#### Trecho do documento
——————
Mudança de governo põe em risco política pública para tratamento da Doença Falciforme
Depois de mais de 10 anos de expansão de políticas públicas em saúde pública destinadas ao tratamento da doença falciforme, a mudança de governo na esfera federal pode ocasionar uma interrupção abrupta no programa nacional de atenção integral às pessoas com esse tipo de hemoglobinopatia, mantido pelo Ministério da Saúde. Estima-se que no Brasil, mais de 200 mil pessoas com esse tipo de patologia, genética e hereditária, dependam do SUS.
A coordenação do programa, que se encontrava dentro do organograma da Coordenação-Geral de Sangue e Hemoderivados, do Departamento Departamento de Atenção Hospitalar e Urgência (DAHU) deve passar a ser subordinada à Coordenação-Geral de Atenção às Pessoas com Doenças Crônicas, vinculada à Secretaria de Atenção à Saúde (SAS).
Também é quase dada como certa a substituição da atual coordenadora do programa, Maria Cândida Queiroz, que deverá ser devolvida à Secretaria de Saúde de Salvador, onde é originalmente lotada. Ainda não se sabe por quem ela será substituída, ou se a função será simplesmente extinta.
——————
#### Instrução da tarefa
De acordo com o trecho do documento, quantas pessoas com doença falciforme dependem do SUS no Brasil, segundo a estimativa citada?
——————
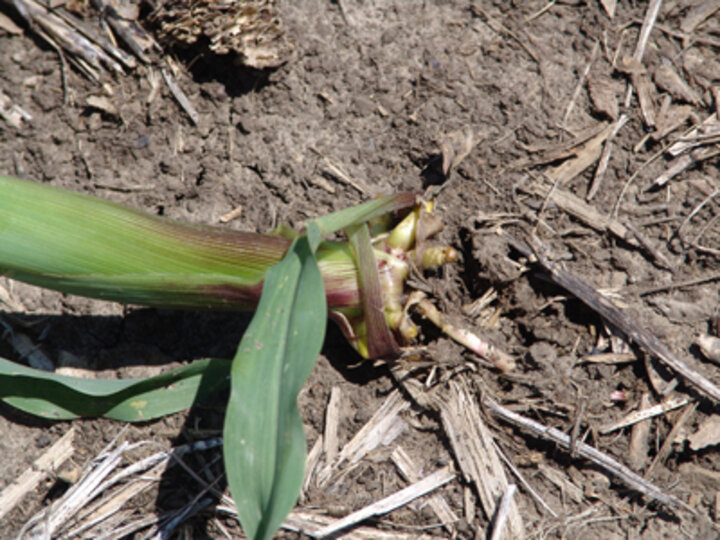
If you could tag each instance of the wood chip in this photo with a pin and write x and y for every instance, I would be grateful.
(473, 447)
(609, 7)
(455, 147)
(704, 69)
(180, 96)
(707, 433)
(667, 445)
(412, 473)
(603, 93)
(582, 211)
(102, 103)
(45, 465)
(9, 26)
(563, 482)
(310, 522)
(643, 414)
(639, 437)
(332, 423)
(709, 346)
(11, 113)
(669, 80)
(669, 119)
(643, 86)
(382, 428)
(390, 503)
(585, 155)
(683, 163)
(697, 14)
(709, 125)
(607, 463)
(232, 214)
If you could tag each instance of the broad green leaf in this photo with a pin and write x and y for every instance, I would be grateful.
(75, 243)
(60, 397)
(321, 227)
(264, 443)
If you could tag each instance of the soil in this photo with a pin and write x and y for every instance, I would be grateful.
(373, 88)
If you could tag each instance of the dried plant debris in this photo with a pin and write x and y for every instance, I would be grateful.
(252, 29)
(604, 93)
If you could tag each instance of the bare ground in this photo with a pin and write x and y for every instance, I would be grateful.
(372, 88)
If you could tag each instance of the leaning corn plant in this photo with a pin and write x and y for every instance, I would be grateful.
(82, 245)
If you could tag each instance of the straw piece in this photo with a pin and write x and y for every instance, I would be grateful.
(617, 469)
(309, 522)
(586, 155)
(411, 472)
(622, 321)
(475, 452)
(331, 443)
(180, 96)
(382, 428)
(582, 211)
(46, 464)
(503, 512)
(390, 503)
(638, 452)
(697, 14)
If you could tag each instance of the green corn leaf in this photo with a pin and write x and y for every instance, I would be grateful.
(321, 227)
(60, 397)
(83, 245)
(264, 443)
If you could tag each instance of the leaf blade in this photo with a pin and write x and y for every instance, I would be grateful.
(264, 443)
(61, 397)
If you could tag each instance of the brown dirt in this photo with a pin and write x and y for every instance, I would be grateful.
(374, 91)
——————
#### Resposta escrita
Mais de 200 mil pessoas.